_AIM OF THE TASK:_ Search the records below for the line containing "Objective — one dot per instance of the corrugated". Write out that line and every line after it exactly as written.

_DATA EXTRACTS:_
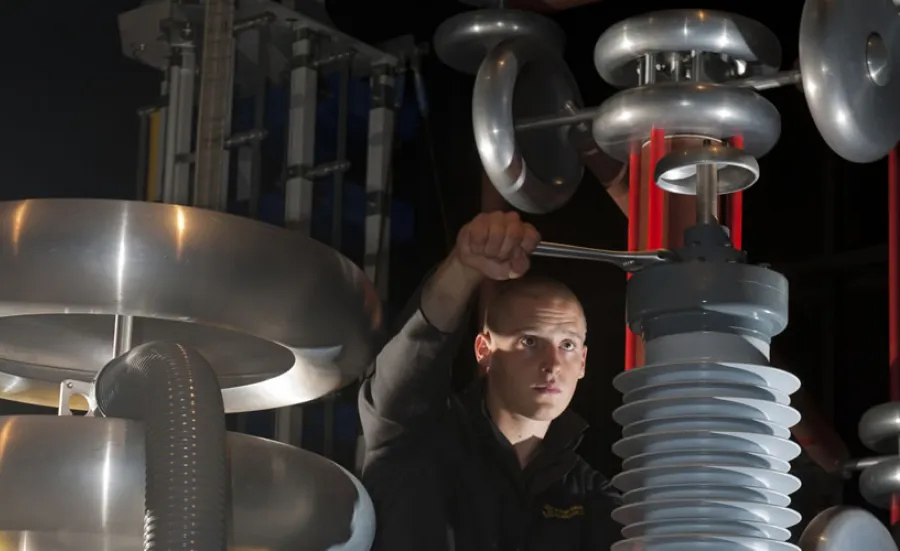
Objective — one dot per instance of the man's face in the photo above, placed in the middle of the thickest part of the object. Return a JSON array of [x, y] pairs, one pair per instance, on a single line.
[[534, 355]]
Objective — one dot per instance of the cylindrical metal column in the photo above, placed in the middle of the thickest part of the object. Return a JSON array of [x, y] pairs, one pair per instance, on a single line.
[[678, 211]]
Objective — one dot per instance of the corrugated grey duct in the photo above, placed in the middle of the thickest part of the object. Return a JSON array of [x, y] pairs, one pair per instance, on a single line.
[[176, 394]]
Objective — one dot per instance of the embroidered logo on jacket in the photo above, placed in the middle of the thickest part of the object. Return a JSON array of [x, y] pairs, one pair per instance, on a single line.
[[570, 512]]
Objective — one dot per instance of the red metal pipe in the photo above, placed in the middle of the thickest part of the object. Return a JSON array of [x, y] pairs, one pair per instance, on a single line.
[[655, 193], [736, 206], [634, 233], [894, 293]]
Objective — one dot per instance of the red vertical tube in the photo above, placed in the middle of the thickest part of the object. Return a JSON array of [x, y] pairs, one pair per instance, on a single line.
[[894, 293], [736, 206], [655, 203], [634, 230]]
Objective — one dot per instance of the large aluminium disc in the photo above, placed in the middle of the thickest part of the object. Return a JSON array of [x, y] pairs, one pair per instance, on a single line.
[[281, 318], [850, 64], [464, 40], [77, 483]]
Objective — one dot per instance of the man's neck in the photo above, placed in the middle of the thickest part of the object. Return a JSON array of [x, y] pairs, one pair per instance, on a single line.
[[524, 434]]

_RESULT OF THE EXERCISE:_
Objective — one dot per instance of the corrugated grey duct in the photo above, placed in the middle of the thickest part of the object. Return a JSON array of [x, y] pairs, one pair per instance, on a single line.
[[176, 394]]
Objective — one dot per instance of the embroidered logo on jacket in the photo above, placed in the middle of the thickest part of the object. Return a JSON array of [x, y] pairs, one pair per instance, on a single line.
[[570, 512]]
Objective — one dot per instance of the red metal pipe in the photo above, placed in the middle of the thickest part of the object. Return a JSON array of [x, y] pairs, one pair per instance, on a single line.
[[655, 193], [736, 206], [634, 233], [894, 293]]
Objective — one dot per instance of the red vertical tube in the photo above, placed in the middle of the thickest part of the object. Return a JSON array of [x, y] pairs, one pair per instance, on a single line.
[[894, 293], [736, 206], [655, 203], [634, 230]]
Objective — one dot per instance of the large aluminium disc in the photo above, placed in the middle of the thickest part of the object. Return a JSON array of [x, y] pairs, one pair per instance, on a single line.
[[281, 318], [850, 64], [464, 40], [77, 483]]
Objective — one dot per instance of the man's neck in the photo above, placed in the middle of the thickest part of the object. Return a JSON array of [x, y] pairs, one pair per instance, on a single line.
[[524, 434]]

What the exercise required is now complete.